[MATERIAL FOR THE TASK — start]
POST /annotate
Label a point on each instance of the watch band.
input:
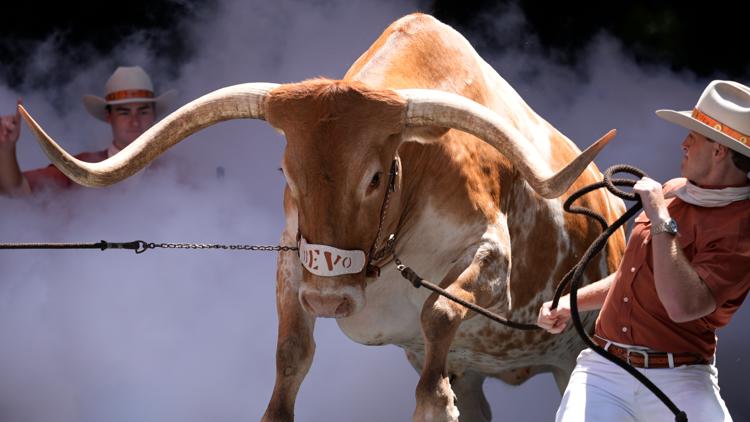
(669, 226)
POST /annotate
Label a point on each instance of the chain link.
(264, 248)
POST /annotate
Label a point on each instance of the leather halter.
(374, 254)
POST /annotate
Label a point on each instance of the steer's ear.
(423, 134)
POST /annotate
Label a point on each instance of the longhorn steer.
(479, 217)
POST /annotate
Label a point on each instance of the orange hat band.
(721, 127)
(130, 93)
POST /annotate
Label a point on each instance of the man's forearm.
(680, 289)
(12, 181)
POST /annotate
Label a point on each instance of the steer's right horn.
(427, 107)
(244, 101)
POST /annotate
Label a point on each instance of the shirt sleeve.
(723, 263)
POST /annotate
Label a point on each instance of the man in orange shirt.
(129, 107)
(685, 272)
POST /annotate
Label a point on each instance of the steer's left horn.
(244, 101)
(437, 108)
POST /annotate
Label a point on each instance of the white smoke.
(88, 336)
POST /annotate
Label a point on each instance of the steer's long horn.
(244, 101)
(437, 108)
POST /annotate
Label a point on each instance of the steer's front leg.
(295, 345)
(440, 320)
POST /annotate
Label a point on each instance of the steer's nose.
(327, 306)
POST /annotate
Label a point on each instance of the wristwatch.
(669, 226)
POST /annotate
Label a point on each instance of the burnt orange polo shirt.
(716, 241)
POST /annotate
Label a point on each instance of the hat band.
(129, 93)
(721, 127)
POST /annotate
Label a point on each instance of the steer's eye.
(375, 182)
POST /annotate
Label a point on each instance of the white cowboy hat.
(129, 84)
(722, 114)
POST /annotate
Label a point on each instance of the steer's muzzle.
(329, 298)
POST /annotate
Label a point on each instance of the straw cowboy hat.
(722, 115)
(129, 84)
[MATERIAL FOR THE TASK — finish]
WHAT YOU HAVE TO DO - Starting at the line that contains "Label a point on each instance of the steer's muzzle.", quote each remaining line of the entries above, unchanged.

THE ANSWER -
Label a point on each instance of the steer's muzzle.
(329, 298)
POST /annotate
Label a point on each instance of the straw cowboy hat.
(722, 115)
(129, 84)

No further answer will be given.